::: Extracted entries :::

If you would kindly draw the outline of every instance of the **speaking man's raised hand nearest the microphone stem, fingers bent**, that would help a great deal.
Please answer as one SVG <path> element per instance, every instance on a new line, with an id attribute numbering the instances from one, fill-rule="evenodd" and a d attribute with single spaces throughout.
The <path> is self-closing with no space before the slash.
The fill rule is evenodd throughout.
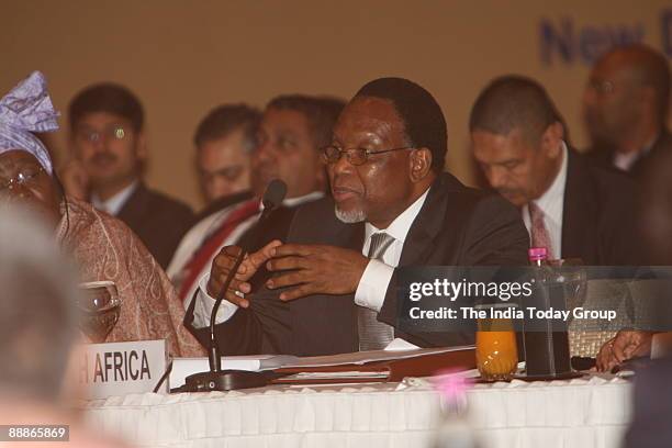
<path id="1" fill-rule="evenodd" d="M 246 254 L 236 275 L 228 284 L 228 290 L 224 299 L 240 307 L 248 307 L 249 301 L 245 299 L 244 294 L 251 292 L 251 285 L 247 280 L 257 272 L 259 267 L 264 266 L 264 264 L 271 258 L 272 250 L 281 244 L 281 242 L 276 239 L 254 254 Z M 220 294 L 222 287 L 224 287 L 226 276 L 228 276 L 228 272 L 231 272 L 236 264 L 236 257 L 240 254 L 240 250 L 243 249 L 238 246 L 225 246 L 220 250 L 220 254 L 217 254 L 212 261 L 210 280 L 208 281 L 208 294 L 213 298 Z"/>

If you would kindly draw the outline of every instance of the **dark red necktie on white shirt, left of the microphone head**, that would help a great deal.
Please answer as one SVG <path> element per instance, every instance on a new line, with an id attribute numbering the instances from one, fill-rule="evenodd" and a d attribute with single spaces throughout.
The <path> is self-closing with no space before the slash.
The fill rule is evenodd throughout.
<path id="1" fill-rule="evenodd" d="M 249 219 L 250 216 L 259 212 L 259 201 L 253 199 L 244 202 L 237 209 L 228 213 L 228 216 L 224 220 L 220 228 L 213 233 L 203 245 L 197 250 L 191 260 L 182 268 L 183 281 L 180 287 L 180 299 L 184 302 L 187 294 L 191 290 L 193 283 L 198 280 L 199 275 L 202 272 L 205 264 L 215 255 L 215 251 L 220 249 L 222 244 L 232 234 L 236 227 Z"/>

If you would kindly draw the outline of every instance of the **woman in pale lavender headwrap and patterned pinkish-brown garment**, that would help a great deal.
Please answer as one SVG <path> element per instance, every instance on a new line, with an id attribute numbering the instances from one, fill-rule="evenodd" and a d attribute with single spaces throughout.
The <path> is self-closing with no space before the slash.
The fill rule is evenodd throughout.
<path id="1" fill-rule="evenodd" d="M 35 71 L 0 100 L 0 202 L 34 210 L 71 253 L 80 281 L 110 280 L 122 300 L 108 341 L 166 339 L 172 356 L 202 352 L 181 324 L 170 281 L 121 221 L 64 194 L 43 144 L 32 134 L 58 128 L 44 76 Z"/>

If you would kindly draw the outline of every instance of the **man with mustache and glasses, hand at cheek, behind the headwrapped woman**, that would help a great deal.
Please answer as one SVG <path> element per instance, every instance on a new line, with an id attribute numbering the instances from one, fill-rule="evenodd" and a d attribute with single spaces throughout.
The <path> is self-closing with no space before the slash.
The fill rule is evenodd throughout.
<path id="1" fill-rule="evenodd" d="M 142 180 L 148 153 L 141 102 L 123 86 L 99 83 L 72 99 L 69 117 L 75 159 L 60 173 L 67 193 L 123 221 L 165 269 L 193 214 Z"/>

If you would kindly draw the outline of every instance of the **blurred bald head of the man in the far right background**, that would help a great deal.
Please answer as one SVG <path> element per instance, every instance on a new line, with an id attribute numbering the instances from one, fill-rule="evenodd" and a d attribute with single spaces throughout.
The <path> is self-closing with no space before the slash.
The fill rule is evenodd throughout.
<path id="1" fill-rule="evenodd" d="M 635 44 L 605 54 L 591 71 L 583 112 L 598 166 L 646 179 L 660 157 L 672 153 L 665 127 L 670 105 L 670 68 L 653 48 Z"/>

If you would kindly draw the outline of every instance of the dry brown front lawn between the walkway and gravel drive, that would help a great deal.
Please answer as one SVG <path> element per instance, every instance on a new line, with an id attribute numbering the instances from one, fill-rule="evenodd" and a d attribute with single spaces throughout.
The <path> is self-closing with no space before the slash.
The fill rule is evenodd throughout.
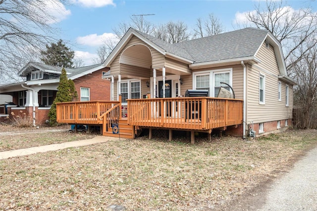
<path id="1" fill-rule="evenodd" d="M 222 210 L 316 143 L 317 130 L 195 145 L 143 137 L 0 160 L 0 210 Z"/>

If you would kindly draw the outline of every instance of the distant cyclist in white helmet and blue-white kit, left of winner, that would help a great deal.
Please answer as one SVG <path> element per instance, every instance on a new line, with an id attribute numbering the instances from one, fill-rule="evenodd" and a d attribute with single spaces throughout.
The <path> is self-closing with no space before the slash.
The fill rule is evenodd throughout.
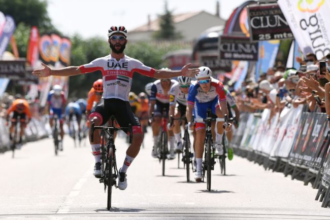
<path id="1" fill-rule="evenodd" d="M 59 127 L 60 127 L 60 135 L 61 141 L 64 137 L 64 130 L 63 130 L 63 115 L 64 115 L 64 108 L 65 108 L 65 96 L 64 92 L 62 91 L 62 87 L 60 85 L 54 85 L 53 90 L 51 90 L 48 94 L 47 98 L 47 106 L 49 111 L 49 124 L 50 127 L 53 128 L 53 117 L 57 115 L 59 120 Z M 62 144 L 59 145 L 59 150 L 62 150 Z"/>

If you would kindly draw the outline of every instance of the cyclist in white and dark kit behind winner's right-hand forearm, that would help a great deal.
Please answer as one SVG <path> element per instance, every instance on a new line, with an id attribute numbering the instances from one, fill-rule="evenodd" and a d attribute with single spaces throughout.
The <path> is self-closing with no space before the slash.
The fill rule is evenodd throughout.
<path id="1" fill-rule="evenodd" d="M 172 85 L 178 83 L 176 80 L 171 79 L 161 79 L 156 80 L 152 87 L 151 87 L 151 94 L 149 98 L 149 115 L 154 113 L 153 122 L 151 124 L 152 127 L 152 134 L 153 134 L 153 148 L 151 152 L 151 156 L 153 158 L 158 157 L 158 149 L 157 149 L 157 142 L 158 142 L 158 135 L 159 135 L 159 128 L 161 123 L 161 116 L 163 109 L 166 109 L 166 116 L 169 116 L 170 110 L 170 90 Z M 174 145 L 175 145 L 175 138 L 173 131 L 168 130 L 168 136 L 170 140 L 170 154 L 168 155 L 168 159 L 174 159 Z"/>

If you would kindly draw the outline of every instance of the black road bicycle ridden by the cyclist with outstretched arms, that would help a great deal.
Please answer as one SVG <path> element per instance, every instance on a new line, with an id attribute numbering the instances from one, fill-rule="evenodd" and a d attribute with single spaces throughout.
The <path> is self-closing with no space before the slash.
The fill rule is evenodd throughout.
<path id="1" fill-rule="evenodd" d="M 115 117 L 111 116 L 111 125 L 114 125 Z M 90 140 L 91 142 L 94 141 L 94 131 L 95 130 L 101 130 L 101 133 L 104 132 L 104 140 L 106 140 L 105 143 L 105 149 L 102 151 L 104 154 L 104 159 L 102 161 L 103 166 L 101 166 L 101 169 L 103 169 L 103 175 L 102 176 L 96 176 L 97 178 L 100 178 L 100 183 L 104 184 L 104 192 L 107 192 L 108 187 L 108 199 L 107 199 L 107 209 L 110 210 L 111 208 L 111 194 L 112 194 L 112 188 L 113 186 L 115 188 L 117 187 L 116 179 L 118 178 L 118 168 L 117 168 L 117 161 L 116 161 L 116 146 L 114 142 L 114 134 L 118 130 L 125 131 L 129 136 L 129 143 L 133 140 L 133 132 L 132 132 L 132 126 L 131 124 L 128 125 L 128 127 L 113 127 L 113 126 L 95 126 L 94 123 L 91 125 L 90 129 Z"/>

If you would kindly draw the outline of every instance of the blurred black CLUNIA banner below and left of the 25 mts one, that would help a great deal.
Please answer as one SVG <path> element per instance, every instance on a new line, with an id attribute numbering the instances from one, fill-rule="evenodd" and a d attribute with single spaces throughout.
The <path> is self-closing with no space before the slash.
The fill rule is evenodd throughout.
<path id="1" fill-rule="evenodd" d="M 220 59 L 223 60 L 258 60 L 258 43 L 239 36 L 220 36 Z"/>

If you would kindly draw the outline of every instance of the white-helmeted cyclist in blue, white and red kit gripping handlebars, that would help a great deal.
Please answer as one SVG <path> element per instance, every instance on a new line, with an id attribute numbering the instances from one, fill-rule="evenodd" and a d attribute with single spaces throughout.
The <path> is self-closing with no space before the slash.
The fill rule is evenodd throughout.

:::

▶ [What you will do]:
Lines holding the word "brown" are the answer; copy every one from the records above.

▶ [Answer area]:
If you would kindly draw the outline of every instance of the **woman in pale lavender headwrap and patterned pinkish-brown garment**, that would help a great deal.
If you would kindly draw the outline of every instance of the dry brown front lawn between the walkway and gravel drive, that would help a great deal.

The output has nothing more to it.